* TASK PROMPT:
Copy out, from the entries below, each line holding the string "path".

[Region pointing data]
********

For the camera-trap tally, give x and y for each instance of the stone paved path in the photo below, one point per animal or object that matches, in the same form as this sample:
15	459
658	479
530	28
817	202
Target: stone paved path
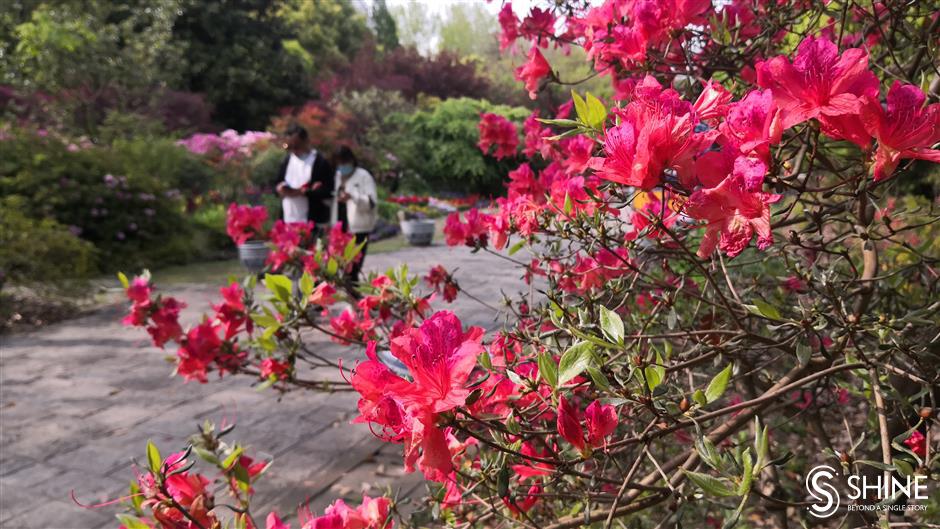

********

* TASK RESULT:
For the camera-trap tally, give x and y for each instance of the stone paved path in the photo below, one point per animal or object that matches, in the same form as this sample:
Target: stone paved path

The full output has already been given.